-- START Given entries --

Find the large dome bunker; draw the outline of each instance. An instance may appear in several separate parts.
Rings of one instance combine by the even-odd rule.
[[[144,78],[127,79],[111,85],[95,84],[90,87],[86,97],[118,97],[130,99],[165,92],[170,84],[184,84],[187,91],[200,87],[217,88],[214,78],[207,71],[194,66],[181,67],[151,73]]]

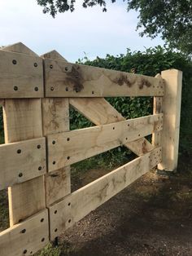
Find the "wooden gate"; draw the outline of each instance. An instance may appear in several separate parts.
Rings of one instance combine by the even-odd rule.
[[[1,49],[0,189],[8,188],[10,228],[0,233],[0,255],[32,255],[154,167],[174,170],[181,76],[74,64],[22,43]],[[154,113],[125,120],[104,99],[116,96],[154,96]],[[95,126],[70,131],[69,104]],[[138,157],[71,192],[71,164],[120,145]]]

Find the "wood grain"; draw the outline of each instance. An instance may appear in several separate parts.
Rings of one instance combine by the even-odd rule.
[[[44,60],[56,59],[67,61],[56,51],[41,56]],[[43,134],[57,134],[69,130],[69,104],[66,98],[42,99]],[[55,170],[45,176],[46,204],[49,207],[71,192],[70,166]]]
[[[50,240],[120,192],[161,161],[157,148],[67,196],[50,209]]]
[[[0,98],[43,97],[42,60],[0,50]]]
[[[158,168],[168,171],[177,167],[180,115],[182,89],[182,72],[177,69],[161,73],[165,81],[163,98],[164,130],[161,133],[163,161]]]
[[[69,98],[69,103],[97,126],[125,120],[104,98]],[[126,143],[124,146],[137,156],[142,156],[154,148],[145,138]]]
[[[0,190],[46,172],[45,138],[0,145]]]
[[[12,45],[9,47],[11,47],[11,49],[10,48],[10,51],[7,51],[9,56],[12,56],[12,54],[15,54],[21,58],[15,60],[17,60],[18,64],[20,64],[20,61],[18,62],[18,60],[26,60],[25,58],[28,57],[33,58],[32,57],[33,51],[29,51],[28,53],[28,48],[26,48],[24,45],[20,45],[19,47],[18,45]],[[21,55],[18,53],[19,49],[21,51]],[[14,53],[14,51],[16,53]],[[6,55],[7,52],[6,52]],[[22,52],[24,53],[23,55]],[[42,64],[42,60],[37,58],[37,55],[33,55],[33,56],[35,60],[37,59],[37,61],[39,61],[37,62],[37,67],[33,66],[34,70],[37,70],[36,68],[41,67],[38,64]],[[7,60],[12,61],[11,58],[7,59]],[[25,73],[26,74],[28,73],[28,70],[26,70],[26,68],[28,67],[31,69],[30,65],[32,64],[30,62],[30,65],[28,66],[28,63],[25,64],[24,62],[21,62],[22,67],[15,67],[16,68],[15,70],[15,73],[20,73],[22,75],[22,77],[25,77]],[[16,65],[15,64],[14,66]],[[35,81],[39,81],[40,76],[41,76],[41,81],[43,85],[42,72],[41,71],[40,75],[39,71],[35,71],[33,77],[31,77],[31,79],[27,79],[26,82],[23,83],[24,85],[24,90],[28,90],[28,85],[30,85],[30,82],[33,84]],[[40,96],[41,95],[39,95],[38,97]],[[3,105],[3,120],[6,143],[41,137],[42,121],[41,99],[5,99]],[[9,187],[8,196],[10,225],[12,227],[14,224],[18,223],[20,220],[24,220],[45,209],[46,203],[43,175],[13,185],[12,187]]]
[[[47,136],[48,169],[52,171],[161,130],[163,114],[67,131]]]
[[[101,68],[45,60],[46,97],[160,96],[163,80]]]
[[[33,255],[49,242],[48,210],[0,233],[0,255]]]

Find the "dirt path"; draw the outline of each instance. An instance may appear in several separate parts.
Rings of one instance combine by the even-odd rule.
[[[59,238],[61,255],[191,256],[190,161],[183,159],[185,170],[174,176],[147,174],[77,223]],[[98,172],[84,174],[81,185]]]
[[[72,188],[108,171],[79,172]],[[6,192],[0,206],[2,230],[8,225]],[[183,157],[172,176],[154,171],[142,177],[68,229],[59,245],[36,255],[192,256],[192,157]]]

-- END Given entries --

Given instruction = List each line in the data above that contains the word "appear".

Result =
Find the large dome bunker; draw the outline of each instance. An instance may appear in several separate parts.
Find the "wooden gate"; draw the outline of each instance. An instance may appear in several separate parts.
Find the "wood grain"; draw the outline of each instance. An instance may appear in several separate parts.
Find the "dirt path"; draw the outline of each instance. An instance may appear in several separate parts.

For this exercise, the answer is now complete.